Are you able to quote each entry exactly as written?

________________________

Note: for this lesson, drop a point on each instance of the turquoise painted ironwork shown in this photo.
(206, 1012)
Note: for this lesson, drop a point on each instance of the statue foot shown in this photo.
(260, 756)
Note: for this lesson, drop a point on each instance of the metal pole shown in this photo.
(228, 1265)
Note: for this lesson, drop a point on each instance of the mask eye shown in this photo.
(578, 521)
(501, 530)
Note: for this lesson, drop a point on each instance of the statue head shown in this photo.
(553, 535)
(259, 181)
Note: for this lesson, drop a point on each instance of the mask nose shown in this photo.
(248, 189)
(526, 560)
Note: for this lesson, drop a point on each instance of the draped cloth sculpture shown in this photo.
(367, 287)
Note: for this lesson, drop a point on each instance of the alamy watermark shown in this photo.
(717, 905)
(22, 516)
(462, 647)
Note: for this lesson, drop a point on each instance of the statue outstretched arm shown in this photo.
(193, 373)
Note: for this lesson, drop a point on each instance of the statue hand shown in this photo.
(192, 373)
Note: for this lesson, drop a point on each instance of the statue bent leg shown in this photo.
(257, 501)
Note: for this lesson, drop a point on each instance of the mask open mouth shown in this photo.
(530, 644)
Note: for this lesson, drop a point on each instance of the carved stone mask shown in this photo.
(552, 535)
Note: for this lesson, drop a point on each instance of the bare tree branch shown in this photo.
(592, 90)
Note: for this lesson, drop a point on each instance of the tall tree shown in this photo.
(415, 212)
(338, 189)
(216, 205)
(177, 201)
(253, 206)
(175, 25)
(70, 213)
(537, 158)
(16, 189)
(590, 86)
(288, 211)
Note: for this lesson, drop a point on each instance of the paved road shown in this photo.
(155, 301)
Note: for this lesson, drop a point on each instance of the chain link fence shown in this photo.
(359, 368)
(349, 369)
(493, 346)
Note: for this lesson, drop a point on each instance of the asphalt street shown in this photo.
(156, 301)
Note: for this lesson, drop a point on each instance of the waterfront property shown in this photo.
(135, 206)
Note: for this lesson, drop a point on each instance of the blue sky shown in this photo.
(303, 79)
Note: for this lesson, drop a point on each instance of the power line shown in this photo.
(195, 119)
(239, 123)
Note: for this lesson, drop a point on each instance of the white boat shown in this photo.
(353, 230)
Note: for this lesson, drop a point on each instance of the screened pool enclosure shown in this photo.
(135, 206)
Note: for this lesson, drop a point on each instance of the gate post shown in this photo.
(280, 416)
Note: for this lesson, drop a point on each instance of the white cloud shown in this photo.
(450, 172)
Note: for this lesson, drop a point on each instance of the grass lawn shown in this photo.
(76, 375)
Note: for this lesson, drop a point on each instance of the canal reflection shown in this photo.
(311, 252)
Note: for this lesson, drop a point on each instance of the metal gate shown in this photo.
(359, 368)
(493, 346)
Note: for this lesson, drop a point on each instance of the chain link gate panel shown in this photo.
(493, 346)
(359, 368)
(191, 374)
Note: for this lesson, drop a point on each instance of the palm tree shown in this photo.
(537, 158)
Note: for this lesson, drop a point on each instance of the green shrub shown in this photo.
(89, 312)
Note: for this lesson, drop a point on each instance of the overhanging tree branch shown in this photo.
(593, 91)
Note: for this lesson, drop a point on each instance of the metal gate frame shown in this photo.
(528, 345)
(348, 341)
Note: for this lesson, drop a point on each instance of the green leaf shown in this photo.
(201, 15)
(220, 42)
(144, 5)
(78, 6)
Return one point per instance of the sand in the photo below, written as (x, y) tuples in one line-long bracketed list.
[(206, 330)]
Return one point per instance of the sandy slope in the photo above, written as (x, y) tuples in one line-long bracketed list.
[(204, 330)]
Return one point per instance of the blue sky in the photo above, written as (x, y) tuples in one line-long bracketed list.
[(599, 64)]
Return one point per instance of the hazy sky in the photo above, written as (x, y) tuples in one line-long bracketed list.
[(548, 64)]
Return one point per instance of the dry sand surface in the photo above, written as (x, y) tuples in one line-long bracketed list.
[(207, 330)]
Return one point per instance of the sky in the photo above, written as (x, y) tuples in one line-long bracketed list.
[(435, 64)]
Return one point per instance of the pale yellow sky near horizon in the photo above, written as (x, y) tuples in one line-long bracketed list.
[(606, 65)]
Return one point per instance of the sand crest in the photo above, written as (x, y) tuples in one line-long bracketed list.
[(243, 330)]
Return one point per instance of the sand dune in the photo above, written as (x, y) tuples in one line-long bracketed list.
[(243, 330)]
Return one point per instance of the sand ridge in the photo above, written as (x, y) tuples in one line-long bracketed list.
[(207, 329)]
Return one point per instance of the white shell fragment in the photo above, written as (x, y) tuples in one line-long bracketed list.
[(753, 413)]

________________________

Written reply:
Note: for this lesson, drop a point on each instance of the turquoise painted ironwork shown in this photo.
(206, 1012)
Note: for this lesson, drop a point on each instance of the statue foot shown in this photo.
(260, 756)
Note: for this lesson, drop a point on each instance of the metal pole shown in this photo.
(228, 1265)
Note: for this lesson, drop a point on each instance of the mask eye shown in this photo.
(578, 521)
(501, 530)
Note: for this lesson, drop a point on each instance of the statue head shown in this photo.
(553, 535)
(259, 181)
Note: for this lesson, drop a point on each instance of the mask nose shown in this photo.
(248, 189)
(526, 560)
Note: for this lesson, drop a point on each instance of the draped cloth sculpture shown in this photo.
(367, 287)
Note: for this lesson, drop a point on each instance of the alamy watermark shown in this photo.
(717, 905)
(22, 516)
(462, 647)
Note: for this lesson, drop a point on each instance of the statue outstretched arm shown in this photo.
(193, 373)
Note: for this lesson, drop a point on each instance of the statue hand shown in this photo.
(192, 373)
Note: for this lesson, drop a point on each instance of the statue bent leg shown in this photo.
(257, 501)
Note: for this lesson, drop a point on each instance of the mask open mouth shown in this photo.
(530, 644)
Note: for this lesson, drop a point on each instance of the carved stone mask shown in this photo.
(552, 535)
Note: for this lesson, drop a point on each instance of the bare tree branch shown in this photo.
(592, 90)
Note: for this lesson, drop a point on each instance of the tall tree shown in this photo.
(415, 212)
(338, 189)
(216, 205)
(177, 201)
(253, 206)
(175, 25)
(70, 213)
(537, 158)
(16, 189)
(590, 86)
(288, 211)
Note: for this lesson, drop a point on each instance of the paved road shown in this photo.
(155, 301)
Note: for this lesson, drop a point on each instance of the chain link fence shown in this photo.
(359, 368)
(349, 369)
(493, 346)
Note: for this lesson, drop a point on each instance of the asphalt street shown in this photo.
(156, 301)
Note: for this lesson, drop a point on each instance of the waterfront property shown in this photo.
(135, 206)
Note: for this lesson, drop a point on each instance of the blue sky shown in this photo.
(303, 79)
Note: for this lesson, drop a point on each instance of the power line shown in this photo.
(195, 119)
(239, 123)
Note: for this lesson, drop a point on each instance of the white boat shown in this photo.
(353, 230)
Note: for this lesson, drop a point on each instance of the screened pool enclosure shown in this photo.
(135, 206)
Note: for this lesson, drop a point on each instance of the gate post shown in this photo.
(280, 416)
Note: for this lesson, drop a point on each instance of the white cloud shown in this photo.
(450, 172)
Note: for this lesson, drop a point on each instance of the grass lawn shown in this photo.
(76, 375)
Note: for this lesson, drop a point on each instance of the canal reflection shown in this photo.
(311, 252)
Note: for this lesson, drop a point on each instance of the metal gate shown in this photo.
(359, 368)
(493, 346)
Note: for this lesson, drop a point on each instance of the chain link gate panel shown in this photo.
(493, 346)
(359, 368)
(191, 374)
Note: for this lesson, drop a point on each instance of the palm tree shown in this photo.
(537, 158)
Note: for this lesson, drop a point on each instance of the green shrub shown in this photo.
(89, 312)
Note: for this lesson, drop a point on each instance of the overhanging tree branch shown in this photo.
(593, 91)
Note: for this lesson, drop a point on each instance of the metal gate frame shown in this photo.
(528, 345)
(348, 341)
Note: for this lesson, drop a point on each instance of the green leaf shown in this photo.
(201, 15)
(220, 42)
(144, 5)
(78, 6)
Return one point per instance of the sand in the photo below, written as (x, y) tuples in one line-long bracketed list.
[(206, 330)]
Return one point per instance of the sandy slope in the photo above, written as (x, y) tuples in one line-long bracketed list.
[(204, 330)]
Return one point per instance of the blue sky in the photo above, written as (x, y) tuples in one line-long bracketed list.
[(599, 64)]
Return one point per instance of the hazy sky in the photo above, written as (x, y) tuples in one line-long bracketed list.
[(548, 64)]
Return one point per instance of the dry sand surface in the photo above, written as (x, y) tuples in one line-long bracketed list.
[(207, 330)]
Return one point per instance of the sky in the photo above, written as (x, y) tuples in one line-long bracketed list.
[(435, 64)]
Return one point per instance of the pale yellow sky near horizon in the photo above, written as (x, y) tuples in one line-long bracketed list.
[(606, 65)]
Return one point per instance of the sand crest in the photo above, written as (x, y) tuples in one line-long bracketed list.
[(243, 330)]
Return one point per instance of the sand dune in the photo above, written as (x, y) tuples in one line-long bracketed list.
[(243, 330)]
Return one point per instance of the sand ridge in the photo above, written as (x, y) tuples in one line-long bracketed list.
[(207, 329)]
Return one point per instance of the white shell fragment in the photo above, written as (x, y) tuples in one line-long bracketed list.
[(753, 413)]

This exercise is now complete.